SHORT TASK:
Write out each record again exactly as it stands.

GIVEN ENTRIES:

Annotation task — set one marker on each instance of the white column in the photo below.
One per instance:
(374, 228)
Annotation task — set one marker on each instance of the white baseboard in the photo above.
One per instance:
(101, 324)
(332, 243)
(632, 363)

OUTPUT OF THE TASK:
Annotation task — set one marker on each instance of the white column in the photo below.
One per instance:
(374, 228)
Annotation task — set one marker on each instance of the white baseboard in the photo above.
One per instance:
(101, 324)
(332, 243)
(632, 363)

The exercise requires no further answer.